*PROVIDED PASSAGE*.
──────────

1

I received a merge sort function from someone else, here's the code:

def mergesort(lst):
    l = len(lst)
    if l <= 1:
        return lst
    return mergesorted(mergesort(lst[:l//2]), mergesort(lst[l//2:]))

def mergesorted(a, b):
    i, j = 0, 0
    la, lb = len(a), len(b)
    while i < la or j < lb:
        if i == la or (j != lb and a[i] > b[j]):
            yield b[j]
            j += 1
        else:
            yield a[i]
            i += 1

I'm still trying to understand how yield works, so when I was trying to print the result to test the function, I used

m = mergesort([4, 2, 5, 1, 6, 3])

for i in m :
    print(i)

It gave me this error:

Traceback (most recent call last):
    for i in m :
    la, lb = len(a), len(b)
TypeError: object of type 'generator' has no len()

Am I using the print statement wrong?

──────────

*AVAILABLE DATA*.
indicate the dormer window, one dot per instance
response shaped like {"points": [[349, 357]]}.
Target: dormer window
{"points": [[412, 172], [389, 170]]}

──────────

*TASK TO CARRY OUT*.
Please copy out the merge sort question above in full, word for word.

*ANSWER TO THIS TASK*.
1

I received a merge sort function from someone else, here's the code:

def mergesort(lst):
    l = len(lst)
    if l <= 1:
        return lst
    return mergesorted(mergesort(lst[:l//2]), mergesort(lst[l//2:]))

def mergesorted(a, b):
    i, j = 0, 0
    la, lb = len(a), len(b)
    while i < la or j < lb:
        if i == la or (j != lb and a[i] > b[j]):
            yield b[j]
            j += 1
        else:
            yield a[i]
            i += 1

I'm still trying to understand how yield works, so when I was trying to print the result to test the function, I used

m = mergesort([4, 2, 5, 1, 6, 3])

for i in m :
    print(i)

It gave me this error:

Traceback (most recent call last):
    for i in m :
    la, lb = len(a), len(b)
TypeError: object of type 'generator' has no len()

Am I using the print statement wrong?